TEXT SEGMENT:
►

In the last post of our Vector Search Blog Series, Vector Search in the Lakehouse: Unlocking Unstructured Data, we introduced how text embeddings can turbocharge search by capturing semantic meaning, allowing SQL queries to find results by concept rather than exact keywords. Now, let’s dive deeper into the practical details behind that approach. We’ll go through some SQL examples using cosine similarity, compare a few popular embedding models (MiniLM, SciBERT, CodeBERT) and their characteristics, outline how e6data uses LOAD VECTOR
to generate embeddings, and share guidance on choosing cosine similarity thresholds for semantic search.
One of the biggest benefits of vector embeddings is the ability to perform similarity search in SQL using cosine similarity (or distance) metrics. The earlier blog in the series had a simple example using an Amazon product reviews dataset. Let’s use the same example again. Suppose we want to find reviews with headlines semantically similar to the phrase “amazingly good.”
Before (Keyword Search): Originally, we might have used a keyword filter like this:
SELECT review_id, review_headline
FROM reviews
WHERE review_headline ILIKE '%amazingly good%';
This would return only rows where the exact words “amazingly good” appear in the headline, missing out on tons of phrasing variations. In fact, running a query like the above will only fetch a handful of hits and miss tens of thousands of paraphrases expressed in different words. However, if keyword search is powered by text indexing solutions like BM25 indices, users can carry out searches that can be a synonym or a partial match.
After (Vector Similarity Search): e6data tries to keep vector embeddings transparent to the search operation, so the end user would query the column as if it were a predicate on the raw text, but e6data understands that it is a vector search operation and delegates the lookup to the underlying embeddings automatically. At runtime, the engine derives an embedding for review_headline
on demand, so the SQL remains focused on the original column while the vector math happens underneath. A query to retrieve reviews semantically close to “amazingly good,” therefore looks like this:
SELECT
review_id,
review_headline,
cosine_distance(review_headline, 'amazingly good') AS cos_dist
FROM reviews
ORDER BY cos_dist ASC
LIMIT 10;
Here, cosine_distance(review_headline, 'amazingly good')
computes the cosine distance between the review’s headline embedding and the embedding of the phrase “amazingly good”. The results are ordered by cos_dist
ascending (i.e., most similar first). The query performs a nearest-neighbor search in embedding space, surfacing semantically related reviews even when they don’t share the literal words, for example, “absolutely fantastic purchase” or “really good quality.” Any headline conveying a sentiment similar to “amazingly good” moves to the top.
Comparing the before and after queries makes the advantage pretty clear. The “before” version depended on literal string matching; the “after” taps directly into the embedding space while preserving the familiar column names. We get significantly improved recall of relevant results without changing our schema or query style.

◄

RECORDS SHOWN:
►

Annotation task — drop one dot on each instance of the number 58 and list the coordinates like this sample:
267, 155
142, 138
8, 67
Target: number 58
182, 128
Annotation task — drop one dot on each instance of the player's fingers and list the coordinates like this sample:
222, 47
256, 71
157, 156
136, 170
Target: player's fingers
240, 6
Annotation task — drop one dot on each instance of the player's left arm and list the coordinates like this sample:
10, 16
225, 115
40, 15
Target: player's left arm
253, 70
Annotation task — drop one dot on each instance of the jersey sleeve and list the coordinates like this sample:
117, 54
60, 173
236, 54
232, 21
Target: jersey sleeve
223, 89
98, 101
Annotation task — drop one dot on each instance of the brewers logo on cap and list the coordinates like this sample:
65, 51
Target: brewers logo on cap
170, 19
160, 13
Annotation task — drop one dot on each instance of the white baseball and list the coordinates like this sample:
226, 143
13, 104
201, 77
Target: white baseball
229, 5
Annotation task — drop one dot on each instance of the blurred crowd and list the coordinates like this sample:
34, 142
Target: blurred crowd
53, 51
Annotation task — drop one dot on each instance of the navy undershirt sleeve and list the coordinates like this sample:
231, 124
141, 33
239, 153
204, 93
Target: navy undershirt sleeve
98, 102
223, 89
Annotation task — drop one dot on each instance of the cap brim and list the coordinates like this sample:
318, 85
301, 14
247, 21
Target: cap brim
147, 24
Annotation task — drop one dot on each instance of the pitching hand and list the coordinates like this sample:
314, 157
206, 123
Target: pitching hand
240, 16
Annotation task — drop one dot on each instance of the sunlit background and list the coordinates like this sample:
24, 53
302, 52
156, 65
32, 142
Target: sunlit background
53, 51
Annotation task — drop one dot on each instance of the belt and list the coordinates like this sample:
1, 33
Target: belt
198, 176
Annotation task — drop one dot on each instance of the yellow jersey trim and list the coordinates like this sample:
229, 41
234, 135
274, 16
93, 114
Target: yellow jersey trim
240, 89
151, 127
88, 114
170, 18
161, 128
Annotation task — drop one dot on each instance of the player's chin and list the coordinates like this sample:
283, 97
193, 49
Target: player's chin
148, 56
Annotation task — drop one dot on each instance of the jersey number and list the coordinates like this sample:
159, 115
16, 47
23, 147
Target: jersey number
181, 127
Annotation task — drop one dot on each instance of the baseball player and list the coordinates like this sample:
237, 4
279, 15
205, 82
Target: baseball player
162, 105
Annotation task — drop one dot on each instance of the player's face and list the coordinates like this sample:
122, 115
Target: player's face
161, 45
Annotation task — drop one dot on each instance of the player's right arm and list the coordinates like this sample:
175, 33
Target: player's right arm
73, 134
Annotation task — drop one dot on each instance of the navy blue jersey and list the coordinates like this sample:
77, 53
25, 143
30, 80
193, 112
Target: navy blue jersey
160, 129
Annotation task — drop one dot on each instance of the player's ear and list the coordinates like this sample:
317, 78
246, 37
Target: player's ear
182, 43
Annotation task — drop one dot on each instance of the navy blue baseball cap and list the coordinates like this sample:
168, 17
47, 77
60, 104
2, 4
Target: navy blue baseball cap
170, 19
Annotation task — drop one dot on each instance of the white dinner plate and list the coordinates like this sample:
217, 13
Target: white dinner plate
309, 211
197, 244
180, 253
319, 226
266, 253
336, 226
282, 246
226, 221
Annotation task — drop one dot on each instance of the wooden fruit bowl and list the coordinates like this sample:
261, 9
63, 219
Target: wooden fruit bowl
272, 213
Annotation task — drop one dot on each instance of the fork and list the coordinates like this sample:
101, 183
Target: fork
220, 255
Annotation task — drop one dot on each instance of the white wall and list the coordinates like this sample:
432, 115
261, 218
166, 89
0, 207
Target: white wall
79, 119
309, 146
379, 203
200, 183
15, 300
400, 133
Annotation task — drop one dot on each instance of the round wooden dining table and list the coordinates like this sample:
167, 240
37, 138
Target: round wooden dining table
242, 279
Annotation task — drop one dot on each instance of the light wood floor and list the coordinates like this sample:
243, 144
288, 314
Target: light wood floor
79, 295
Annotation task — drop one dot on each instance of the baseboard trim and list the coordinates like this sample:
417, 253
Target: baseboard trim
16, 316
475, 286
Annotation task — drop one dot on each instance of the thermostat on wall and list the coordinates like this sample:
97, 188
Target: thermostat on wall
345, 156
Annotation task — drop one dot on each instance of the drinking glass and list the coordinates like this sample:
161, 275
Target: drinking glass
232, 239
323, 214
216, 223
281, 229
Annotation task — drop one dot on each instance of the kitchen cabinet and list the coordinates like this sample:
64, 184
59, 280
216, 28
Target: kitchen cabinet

◄

PROBLEMS TO WORK ON:
A. Summarize the vector search text in two sentences.
B. Translate this sentence from the vector search text into Spanish: "Comparing the before and after queries makes the advantage pretty clear."
C. Proceed with the vector search text, starting after its last sentence.

THE ANSWERS:
A. A keyword filter using ILIKE on review_headline returns only rows containing the exact words “amazingly good” and misses many paraphrases. With e6data, a cosine_distance query derives embeddings for the column at runtime and orders reviews by semantic similarity, which improves recall of relevant results without changing the schema or query style.

B. Comparar las consultas de antes y de después deja la ventaja bastante clara.

C.
Not all embeddings are created equal. Let’s compare three pre-trained models for generating vectors, highlighting their dimensions, speed (latency), and domain suitability:
With a model selected (MiniLM for its speed, SciBERT for scientific nuance, or CodeBERT when we’re embedding code), the next step is to turn raw text into vectors inside the lakehouse. That hand-off from “which model” to “how we generate and store” is handled by this command.
LOAD VECTOR INTO reviews(review_headline);
When this statement runs, the engine performs a parallel scan of reviews
. For each headline, it calls the text-embedding service you chose. The command never writes an _embedding
column back to the table; instead, it emits vector files in a purpose-built storage format we call Blitz.
Blitz stores vectors contiguously, with an offset table that supports O(1) lookup. During ingestion, we also apply scalar quantization, where 8-bit integers replace 32-bit floats, shrinking each 768-dimension vector from roughly 3 KB to about 0.75 KB. Quantization is lossy, but it preserves enough angular information for a coarse search and dramatically improves cache locality.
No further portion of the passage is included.